Problem statement: All that is needed is the number of lines in the records that contain the word "target", stated without anything else.
--- Data provided Enclosed Below ---
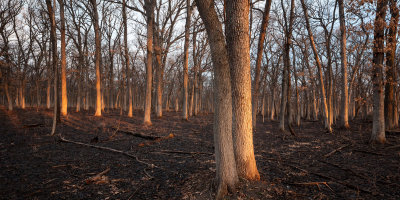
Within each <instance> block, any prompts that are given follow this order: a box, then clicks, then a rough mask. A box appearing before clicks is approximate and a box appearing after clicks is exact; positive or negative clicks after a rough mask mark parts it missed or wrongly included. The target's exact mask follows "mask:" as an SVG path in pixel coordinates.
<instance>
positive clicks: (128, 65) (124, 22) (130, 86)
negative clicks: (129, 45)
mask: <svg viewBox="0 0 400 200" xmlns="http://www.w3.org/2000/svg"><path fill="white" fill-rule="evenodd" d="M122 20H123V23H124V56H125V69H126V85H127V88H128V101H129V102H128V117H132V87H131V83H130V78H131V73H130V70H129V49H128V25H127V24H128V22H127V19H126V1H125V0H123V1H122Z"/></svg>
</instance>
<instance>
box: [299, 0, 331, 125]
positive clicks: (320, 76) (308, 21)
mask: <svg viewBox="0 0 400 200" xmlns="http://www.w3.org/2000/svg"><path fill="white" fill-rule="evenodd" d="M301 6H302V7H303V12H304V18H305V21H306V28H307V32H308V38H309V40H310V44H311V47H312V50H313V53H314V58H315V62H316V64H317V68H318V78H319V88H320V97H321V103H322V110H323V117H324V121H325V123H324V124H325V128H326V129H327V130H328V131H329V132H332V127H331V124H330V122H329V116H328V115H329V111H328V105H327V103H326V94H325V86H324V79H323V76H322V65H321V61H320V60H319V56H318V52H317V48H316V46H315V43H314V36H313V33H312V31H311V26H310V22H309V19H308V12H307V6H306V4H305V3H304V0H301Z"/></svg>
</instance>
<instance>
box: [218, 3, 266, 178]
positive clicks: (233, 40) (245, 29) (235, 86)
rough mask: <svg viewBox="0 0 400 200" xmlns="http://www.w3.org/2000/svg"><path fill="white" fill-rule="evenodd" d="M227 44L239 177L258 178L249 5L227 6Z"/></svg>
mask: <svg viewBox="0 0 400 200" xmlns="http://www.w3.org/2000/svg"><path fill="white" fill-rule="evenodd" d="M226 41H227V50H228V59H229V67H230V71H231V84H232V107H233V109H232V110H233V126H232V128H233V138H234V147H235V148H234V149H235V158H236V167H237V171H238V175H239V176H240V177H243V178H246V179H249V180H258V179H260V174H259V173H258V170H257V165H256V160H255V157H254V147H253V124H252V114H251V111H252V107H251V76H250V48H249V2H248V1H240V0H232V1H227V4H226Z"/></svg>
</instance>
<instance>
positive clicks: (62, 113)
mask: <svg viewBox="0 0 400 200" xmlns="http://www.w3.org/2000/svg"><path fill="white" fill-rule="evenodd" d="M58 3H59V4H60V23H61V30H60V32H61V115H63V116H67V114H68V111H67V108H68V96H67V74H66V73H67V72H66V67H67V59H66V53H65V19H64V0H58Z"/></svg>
--- End of Enclosed Data provided ---
--- Data provided Enclosed Below ---
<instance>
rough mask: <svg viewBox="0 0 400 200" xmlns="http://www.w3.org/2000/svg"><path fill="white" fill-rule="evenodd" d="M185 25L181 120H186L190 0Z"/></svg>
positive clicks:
--- End of Enclosed Data provided ---
--- Data provided Enclosed Below ---
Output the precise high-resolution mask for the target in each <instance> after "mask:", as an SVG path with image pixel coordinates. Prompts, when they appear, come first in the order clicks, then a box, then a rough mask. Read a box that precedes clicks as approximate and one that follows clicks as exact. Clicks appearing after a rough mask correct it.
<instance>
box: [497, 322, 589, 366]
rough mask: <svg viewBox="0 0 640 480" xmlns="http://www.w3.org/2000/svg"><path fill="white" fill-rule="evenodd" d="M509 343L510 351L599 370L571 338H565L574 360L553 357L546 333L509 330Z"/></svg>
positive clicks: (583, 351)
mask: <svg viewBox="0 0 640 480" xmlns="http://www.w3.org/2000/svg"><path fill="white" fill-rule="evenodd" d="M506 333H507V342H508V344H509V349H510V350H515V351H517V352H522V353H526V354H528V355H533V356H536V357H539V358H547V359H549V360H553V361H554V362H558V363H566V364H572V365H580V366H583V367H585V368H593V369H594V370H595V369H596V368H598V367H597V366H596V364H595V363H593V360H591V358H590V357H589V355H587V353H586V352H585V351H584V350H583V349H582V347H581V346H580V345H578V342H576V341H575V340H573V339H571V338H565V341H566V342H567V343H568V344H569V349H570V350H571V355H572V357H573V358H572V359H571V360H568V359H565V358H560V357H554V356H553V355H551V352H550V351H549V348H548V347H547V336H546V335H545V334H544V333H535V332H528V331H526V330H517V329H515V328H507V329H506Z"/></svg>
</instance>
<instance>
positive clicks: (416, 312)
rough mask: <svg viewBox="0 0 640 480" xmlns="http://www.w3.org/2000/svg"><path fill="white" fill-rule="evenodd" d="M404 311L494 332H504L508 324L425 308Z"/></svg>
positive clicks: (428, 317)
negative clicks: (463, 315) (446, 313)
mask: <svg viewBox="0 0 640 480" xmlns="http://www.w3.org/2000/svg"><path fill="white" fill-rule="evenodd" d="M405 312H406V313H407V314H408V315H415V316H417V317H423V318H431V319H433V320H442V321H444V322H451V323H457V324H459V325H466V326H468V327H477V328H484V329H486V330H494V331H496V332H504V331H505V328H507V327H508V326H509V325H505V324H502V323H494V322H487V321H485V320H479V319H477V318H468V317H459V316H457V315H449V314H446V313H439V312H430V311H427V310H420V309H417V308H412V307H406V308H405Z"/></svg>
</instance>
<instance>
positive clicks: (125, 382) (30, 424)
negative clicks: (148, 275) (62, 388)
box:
--- End of Enclosed Data provided ---
Response: 2